The Food and Drug Administration approved a drug Friday for leukemia patients who develop allergies to chemotherapy treatments.

EUSA Pharma, a privately-held trans-Atlantic company, developed the drug named Erwinaze designed for acute lymphoblastic leukemia patients who become sensitive to the commonly used class of chemotherapy treatments derived from E. coli bacteria.

The orphan drug works to combat a disease that affects fewer than 200,000 people a year and is injected into muscle three times a week into patients.

Acute lymphoblastic leukemia causes the body to produce too many white blood cells that typically help fight off infections and form bone marrow.

The drug breaks down an amino acid, asparagine, essential for cells with leukemia, according to a company statement released Friday. Two other FDA-approved drugs, Elspar from Merck and Co. and Oncaspar from Sigma-Tau Pharmaceuticals, Inc., function in a similar manner, but are derived from E. coli.

Researchers estimate that 15 percent to 20 percent of patients develop allergies to the E. coli-derived drugs, approximately 450 to 600 children in the U.S. per year.

--------------------

## Tasks and exercises
• a. Reproduce word for word the portion of the leukemia drug article that begins at the words "EUSA Pharma, a" and stops after the words "E. coli bacteria.".
• b. Carry on the article about the FDA-approved leukemia drug, picking up right after its final sentence.
The records that follow are drawn from a separate source and are unrelated to the article on the leukemia drug.

--------------------

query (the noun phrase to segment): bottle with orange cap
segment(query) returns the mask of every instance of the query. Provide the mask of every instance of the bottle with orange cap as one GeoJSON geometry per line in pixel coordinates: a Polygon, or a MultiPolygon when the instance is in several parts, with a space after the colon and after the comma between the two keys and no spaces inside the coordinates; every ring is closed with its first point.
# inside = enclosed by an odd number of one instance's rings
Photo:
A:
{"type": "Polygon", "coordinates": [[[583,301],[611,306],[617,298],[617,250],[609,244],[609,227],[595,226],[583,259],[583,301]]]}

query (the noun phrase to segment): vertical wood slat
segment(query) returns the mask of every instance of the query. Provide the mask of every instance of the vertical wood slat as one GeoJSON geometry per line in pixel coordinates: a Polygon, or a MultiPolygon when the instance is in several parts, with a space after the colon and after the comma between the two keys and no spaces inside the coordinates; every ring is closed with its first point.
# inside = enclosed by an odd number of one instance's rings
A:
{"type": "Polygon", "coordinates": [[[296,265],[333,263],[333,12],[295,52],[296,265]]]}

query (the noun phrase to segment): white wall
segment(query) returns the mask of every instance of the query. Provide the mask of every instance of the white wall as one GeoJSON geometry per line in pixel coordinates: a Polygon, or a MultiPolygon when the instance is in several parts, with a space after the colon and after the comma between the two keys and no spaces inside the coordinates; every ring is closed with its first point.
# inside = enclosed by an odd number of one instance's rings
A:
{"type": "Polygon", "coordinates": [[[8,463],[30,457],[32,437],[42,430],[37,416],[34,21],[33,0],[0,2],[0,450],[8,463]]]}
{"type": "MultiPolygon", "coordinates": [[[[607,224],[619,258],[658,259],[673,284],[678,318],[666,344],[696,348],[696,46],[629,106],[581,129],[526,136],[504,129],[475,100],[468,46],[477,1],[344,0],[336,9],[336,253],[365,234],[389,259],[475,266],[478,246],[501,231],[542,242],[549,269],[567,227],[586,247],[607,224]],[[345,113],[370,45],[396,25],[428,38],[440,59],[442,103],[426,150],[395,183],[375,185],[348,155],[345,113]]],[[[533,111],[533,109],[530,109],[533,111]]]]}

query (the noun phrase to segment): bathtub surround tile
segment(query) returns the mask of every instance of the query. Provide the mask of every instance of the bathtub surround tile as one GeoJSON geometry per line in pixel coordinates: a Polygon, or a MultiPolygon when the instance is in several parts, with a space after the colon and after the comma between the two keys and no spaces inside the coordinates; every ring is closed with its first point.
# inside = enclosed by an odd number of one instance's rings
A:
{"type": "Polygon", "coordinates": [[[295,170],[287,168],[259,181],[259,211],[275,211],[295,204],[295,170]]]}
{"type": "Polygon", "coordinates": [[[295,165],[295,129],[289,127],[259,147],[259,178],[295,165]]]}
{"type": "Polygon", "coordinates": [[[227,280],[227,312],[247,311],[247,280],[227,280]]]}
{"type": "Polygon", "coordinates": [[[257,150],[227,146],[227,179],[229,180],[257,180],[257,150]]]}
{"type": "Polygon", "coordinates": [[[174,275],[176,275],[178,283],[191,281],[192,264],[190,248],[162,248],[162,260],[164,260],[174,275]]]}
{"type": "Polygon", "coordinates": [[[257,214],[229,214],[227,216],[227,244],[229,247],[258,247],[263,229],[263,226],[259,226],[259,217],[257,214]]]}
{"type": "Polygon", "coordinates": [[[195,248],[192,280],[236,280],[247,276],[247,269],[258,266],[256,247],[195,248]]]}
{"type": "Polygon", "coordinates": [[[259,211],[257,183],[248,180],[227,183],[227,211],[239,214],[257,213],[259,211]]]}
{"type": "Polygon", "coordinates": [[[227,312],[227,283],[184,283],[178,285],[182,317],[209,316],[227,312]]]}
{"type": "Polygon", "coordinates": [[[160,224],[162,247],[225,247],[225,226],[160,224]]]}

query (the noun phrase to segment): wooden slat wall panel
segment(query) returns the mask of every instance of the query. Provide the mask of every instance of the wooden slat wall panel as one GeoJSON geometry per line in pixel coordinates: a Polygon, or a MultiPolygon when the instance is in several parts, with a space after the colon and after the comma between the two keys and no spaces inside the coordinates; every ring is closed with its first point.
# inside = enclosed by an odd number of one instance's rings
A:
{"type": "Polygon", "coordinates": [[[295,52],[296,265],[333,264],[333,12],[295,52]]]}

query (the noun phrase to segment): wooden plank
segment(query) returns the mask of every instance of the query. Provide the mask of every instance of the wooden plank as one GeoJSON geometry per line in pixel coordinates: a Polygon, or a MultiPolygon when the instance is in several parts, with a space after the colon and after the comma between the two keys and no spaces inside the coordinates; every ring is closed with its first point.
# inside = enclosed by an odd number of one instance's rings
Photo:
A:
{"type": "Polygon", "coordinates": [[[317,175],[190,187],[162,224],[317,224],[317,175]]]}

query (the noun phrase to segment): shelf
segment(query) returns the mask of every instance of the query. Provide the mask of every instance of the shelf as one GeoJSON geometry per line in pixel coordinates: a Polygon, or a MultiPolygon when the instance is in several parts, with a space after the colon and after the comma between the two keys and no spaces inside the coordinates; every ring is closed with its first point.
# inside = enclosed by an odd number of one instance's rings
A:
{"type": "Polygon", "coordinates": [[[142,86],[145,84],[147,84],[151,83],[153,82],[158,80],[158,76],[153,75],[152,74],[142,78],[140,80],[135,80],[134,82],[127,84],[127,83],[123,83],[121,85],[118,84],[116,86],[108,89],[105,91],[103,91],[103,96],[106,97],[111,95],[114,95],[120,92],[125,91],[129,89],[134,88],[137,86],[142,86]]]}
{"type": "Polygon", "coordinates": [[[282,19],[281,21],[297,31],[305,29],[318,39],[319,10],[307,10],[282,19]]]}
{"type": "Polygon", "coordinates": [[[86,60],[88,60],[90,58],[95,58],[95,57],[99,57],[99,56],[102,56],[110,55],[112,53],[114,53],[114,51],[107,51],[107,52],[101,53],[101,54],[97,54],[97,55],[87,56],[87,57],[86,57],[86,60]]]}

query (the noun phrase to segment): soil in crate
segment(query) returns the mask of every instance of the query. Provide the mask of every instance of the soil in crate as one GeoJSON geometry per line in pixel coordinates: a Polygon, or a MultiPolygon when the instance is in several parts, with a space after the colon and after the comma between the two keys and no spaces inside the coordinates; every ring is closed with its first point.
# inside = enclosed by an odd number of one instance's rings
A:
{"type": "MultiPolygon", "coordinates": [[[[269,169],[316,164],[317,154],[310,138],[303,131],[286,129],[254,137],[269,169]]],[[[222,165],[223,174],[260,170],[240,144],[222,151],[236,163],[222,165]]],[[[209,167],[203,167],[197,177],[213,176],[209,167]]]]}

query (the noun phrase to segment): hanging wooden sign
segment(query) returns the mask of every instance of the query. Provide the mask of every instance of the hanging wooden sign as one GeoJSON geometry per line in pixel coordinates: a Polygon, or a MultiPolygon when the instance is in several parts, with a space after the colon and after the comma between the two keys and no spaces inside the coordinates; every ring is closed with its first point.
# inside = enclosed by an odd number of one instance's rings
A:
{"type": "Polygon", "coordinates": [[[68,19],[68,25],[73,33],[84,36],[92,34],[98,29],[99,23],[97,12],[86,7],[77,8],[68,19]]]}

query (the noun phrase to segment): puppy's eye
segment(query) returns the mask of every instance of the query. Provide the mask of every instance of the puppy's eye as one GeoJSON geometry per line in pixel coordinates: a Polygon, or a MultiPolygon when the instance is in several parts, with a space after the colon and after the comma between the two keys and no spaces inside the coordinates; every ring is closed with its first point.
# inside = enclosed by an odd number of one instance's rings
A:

--------------------

## Numbered responses
• a.
EUSA Pharma, a privately-held trans-Atlantic company, developed the drug named Erwinaze designed for acute lymphoblastic leukemia patients who become sensitive to the commonly used class of chemotherapy treatments derived from E. coli bacteria.

• b.
The approval of Erwinaze is an important advance because it is the only treatment option that can enable these patients to continue and complete their full course of therapy, Stephen Sallan, chief of staff at the Dana-Farber Cancer Institute, said in a press statement released by EUSA Pharma.

Though the drug treats only a handful of patients, the FDA came out with a statement touting the approval.

The approval of Erwinaze underscores the FDA's commitment to the approval of drugs for conditions with limited patient populations with unmet medical needs using novel trial endpoints Richard Pazdur, director of hematology and oncology products in the FDA's Center for Drug Evaluation and Research, said in a press release.

Side effects associated with Erwinaze include blood clotting, bleeding, nausea, vomiting and high blood sugar, allergic reactions, pancreatic inflammation, according to a company press release.